### DOCUMENT
•••
Generator Buying Guide

When the power goes out, a generator can keep your house warm in winter or cool in summer; it can keep your food cold, your kitchen cooking, and your computers and phones charging. Assuming you have one.

People tend to buy generators around major storms, when they’re prone to making a desperate decision—without a plan for what to do when they get it home. Working by flashlight, in a rush to get the power up and running, they might skip over critical safety steps during setup. And people die every year from carbon monoxide poisoning related to generators.

We don’t want you—or anyone relying on a generator—to be one of those people.

Know Your Power Priorities

Generators are sold by power output, as measured in watts. The amount of power they deliver determines how many lights and appliances you can run at once; the quality and consistency of that power determines how well they'll run. Figure on about 5,000 watts to cover the basics in a typical home.

Start by making a list of what you don't want to go without while the power's down, then add up their watts to get you in the right ballpark. Here are some rough numbers for common essentials:

Refrigerator: 600 watts
Sump pump: 750 to 1,500 watts
Portable heater: 1,500 watts
Window air conditioner: 1,000 watts
Lights: 60 to 600 watts
Computers: 60 to 300 watts

For a more complete list, check out our report on how to pick the right size generator for your house.

One tip that will make prioritizing easier is to determine which outlets and appliances are controlled by each circuit breaker in your panel, and label them accordingly. The easiest way: a small electric device called a digital circuit breaker finder, which you can buy for less than $50.
•••
### EXERCISE BRIEF
Extract the passage of the generator buying guide from "When the power" to "of those people.".

(Stored records)
•••
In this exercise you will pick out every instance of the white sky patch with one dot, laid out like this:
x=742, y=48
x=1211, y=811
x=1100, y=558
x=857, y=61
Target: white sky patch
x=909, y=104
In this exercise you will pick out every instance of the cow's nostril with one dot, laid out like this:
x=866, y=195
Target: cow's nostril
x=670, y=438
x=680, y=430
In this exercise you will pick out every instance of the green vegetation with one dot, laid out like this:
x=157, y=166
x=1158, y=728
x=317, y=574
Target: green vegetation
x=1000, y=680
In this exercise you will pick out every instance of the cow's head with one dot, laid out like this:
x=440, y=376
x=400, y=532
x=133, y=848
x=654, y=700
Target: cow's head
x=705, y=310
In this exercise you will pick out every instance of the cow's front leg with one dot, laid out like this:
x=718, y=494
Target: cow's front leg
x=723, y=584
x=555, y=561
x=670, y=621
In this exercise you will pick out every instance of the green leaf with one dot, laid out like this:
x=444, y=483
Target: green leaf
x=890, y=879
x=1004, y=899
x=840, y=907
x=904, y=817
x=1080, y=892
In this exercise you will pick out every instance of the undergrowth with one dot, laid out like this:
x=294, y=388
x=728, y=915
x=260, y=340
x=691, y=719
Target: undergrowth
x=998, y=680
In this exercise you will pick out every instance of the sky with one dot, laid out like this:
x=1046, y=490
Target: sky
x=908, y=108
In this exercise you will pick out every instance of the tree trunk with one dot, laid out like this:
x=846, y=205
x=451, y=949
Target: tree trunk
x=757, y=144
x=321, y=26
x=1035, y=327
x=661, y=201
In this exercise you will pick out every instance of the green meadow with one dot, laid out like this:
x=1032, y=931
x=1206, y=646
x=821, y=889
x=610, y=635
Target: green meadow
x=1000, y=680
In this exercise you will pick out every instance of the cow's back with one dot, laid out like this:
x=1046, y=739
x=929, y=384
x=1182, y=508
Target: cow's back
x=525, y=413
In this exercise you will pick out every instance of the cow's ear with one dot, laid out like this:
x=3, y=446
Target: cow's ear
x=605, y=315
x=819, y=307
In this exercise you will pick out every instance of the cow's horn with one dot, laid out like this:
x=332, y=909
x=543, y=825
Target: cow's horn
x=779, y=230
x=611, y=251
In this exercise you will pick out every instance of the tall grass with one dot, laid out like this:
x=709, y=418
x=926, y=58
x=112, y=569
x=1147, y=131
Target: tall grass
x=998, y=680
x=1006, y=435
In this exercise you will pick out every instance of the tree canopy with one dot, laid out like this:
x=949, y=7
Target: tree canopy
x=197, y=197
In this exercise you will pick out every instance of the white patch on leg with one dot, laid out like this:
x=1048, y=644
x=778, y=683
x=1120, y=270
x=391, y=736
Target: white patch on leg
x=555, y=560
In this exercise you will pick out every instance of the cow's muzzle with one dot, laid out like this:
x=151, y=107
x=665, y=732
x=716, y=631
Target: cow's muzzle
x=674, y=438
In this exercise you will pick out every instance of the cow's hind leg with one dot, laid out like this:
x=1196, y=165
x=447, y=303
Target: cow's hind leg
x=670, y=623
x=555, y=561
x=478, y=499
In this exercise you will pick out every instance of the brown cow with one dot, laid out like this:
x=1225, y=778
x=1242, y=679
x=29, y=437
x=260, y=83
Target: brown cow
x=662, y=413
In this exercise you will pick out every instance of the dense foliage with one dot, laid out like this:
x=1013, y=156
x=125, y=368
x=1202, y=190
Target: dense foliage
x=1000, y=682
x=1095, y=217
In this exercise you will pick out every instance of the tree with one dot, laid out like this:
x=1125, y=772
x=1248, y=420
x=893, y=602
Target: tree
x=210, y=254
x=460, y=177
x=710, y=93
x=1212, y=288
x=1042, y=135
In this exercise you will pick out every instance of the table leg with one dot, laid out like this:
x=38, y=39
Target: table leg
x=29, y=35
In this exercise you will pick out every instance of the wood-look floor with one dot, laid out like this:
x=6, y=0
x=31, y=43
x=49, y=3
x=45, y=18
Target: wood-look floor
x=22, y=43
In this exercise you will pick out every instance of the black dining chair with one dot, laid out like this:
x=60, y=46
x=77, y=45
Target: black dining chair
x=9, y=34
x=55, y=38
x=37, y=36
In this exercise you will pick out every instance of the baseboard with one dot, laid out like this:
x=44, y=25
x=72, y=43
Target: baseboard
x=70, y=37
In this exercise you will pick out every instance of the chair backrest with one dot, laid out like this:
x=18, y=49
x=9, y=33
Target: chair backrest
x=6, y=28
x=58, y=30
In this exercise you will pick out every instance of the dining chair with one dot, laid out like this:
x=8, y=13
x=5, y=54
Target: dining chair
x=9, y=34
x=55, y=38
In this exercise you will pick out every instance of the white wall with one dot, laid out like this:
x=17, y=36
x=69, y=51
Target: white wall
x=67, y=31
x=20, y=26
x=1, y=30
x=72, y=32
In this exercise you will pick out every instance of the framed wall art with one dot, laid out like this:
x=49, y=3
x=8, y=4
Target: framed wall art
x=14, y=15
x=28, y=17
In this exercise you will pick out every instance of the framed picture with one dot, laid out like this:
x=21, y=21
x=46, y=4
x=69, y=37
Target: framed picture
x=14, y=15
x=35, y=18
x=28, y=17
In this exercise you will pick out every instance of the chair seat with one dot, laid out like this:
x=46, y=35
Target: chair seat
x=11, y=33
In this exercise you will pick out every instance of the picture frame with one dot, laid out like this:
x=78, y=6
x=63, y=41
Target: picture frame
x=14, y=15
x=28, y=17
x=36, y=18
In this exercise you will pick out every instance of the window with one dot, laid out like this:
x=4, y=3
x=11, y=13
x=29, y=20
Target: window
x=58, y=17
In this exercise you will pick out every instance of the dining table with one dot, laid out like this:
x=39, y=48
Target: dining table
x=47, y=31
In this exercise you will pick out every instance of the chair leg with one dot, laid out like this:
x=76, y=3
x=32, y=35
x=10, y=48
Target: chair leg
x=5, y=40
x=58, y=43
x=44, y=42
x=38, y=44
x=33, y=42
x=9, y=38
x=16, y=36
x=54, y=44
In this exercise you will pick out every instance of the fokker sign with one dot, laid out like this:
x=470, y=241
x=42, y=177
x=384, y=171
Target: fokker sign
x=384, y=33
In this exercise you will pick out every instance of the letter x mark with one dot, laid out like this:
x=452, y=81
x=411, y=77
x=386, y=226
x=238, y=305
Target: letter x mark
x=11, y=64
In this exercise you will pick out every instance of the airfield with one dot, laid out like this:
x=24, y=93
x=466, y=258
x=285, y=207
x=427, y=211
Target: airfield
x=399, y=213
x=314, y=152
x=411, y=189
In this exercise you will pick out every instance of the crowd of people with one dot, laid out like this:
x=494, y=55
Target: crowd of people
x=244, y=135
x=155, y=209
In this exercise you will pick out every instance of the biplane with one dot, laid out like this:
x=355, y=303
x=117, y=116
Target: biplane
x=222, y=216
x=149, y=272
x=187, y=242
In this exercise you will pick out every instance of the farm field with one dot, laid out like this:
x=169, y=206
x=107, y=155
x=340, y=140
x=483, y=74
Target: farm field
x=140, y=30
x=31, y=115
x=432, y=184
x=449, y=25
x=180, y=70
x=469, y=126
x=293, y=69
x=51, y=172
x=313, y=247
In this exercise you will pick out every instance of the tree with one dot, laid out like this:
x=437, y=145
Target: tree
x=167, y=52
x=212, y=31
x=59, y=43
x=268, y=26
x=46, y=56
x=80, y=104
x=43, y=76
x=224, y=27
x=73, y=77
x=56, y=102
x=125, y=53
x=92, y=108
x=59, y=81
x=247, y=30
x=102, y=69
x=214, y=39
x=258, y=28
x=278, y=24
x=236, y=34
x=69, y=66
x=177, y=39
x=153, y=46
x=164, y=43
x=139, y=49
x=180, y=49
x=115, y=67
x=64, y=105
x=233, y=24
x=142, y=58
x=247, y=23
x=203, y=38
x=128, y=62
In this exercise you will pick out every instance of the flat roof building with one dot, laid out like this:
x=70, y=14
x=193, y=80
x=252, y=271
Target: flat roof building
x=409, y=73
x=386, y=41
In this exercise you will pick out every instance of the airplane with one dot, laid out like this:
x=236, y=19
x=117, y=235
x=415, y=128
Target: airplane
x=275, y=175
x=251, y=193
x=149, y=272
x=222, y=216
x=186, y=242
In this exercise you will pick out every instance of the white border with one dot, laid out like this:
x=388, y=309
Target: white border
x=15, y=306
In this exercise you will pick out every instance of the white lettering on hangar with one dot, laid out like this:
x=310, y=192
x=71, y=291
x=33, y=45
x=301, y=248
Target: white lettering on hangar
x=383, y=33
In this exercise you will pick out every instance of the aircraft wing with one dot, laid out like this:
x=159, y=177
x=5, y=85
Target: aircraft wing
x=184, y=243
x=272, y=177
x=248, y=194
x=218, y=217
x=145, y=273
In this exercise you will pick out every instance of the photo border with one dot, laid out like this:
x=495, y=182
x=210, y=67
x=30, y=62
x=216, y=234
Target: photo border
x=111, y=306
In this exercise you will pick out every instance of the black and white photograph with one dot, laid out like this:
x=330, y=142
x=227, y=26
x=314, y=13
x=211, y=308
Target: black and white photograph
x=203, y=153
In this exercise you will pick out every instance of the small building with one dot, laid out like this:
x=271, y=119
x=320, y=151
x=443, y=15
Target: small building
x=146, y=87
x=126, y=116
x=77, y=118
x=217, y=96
•••
### RESULT
When the power goes out, a generator can keep your house warm in winter or cool in summer; it can keep your food cold, your kitchen cooking, and your computers and phones charging. Assuming you have one.

People tend to buy generators around major storms, when they’re prone to making a desperate decision—without a plan for what to do when they get it home. Working by flashlight, in a rush to get the power up and running, they might skip over critical safety steps during setup. And people die every year from carbon monoxide poisoning related to generators.

We don’t want you—or anyone relying on a generator—to be one of those people.